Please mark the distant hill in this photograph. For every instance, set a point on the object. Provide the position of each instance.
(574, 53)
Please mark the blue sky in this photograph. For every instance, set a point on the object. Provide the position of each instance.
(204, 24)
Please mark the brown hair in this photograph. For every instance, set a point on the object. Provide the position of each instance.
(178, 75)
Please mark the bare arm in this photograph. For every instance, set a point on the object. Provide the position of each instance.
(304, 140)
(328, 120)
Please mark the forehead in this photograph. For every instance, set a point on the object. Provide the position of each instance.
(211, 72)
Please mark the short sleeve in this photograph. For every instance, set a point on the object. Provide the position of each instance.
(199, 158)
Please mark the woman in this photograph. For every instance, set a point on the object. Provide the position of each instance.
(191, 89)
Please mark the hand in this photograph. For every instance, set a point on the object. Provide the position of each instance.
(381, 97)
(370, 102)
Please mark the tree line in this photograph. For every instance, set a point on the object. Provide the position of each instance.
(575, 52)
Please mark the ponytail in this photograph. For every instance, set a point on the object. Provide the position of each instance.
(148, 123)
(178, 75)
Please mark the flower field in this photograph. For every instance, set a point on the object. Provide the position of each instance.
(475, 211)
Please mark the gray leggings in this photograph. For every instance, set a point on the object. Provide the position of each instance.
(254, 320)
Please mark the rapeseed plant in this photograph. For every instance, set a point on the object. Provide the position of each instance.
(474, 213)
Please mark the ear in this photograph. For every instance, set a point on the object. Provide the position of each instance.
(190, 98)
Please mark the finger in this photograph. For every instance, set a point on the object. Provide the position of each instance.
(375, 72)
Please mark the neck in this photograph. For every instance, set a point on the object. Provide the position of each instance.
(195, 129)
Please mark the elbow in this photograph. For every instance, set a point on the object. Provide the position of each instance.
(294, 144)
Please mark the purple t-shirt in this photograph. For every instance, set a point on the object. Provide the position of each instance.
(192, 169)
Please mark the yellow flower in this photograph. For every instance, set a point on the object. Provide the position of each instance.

========================

» **TASK TO COMPLETE**:
Copy out each record from above, exactly.

» **WRITTEN ANSWER**:
Please mark the distant hill in this photograph. For every instance, set a point on the object. Provide the position of each instance.
(574, 53)
Please mark the blue sky in this photograph. For every instance, set a point on the object. Provide the position of each instance.
(204, 24)
Please mark the brown hair in this photograph. For every instance, set a point on the object. Provide the position of each instance.
(178, 75)
Please mark the bare arm in this photograph. For every instance, set a point on the object. Provide the position of each instance.
(304, 140)
(328, 120)
Please mark the forehead in this photograph. For every instance, set a point on the object. Provide the position of each instance.
(211, 72)
Please mark the short sleeve in this photograph. For every instance, set a point on the object. Provide the position of each instance.
(199, 158)
Please mark the woman in this photograph. For every instance, set a point on the object. Provide the position of each instance.
(191, 89)
Please mark the hand in this photograph. For every instance, set a point on the object. Provide the position of each instance.
(381, 97)
(370, 102)
Please mark the tree line in this photograph. For every instance, set a point on the object. Provide the position of each instance.
(575, 52)
Please mark the ponytail in this photograph. For every instance, set a point on the object. Provide the position of each instance.
(148, 123)
(178, 75)
Please mark the flower field in this photograph. For every instance, set a point on the object. Provide the position of each instance.
(475, 211)
Please mark the gray leggings in this photograph. For every instance, set a point on the object. Provide the position of each instance.
(254, 320)
Please mark the rapeseed plant in this photograph. For every instance, set a point on the object. Provide the position of each instance.
(474, 213)
Please mark the ear in this photograph. For every instance, set a point on the object. Provide the position of each instance.
(190, 98)
Please mark the finger in this photograph. For every instance, set a point on the object. Provide the position of each instance.
(375, 72)
Please mark the neck in this photograph. For every instance, set a point on the object. Provide the position of each instance.
(195, 129)
Please mark the elbow in this photograph. For every instance, set a point on the object. Provide the position of each instance.
(294, 144)
Please mark the purple t-shirt in this photograph. For every instance, set a point on the object. Provide the position of each instance.
(192, 169)
Please mark the yellow flower in this photograph. For every instance, set a point on the object. Provide the position of each instance.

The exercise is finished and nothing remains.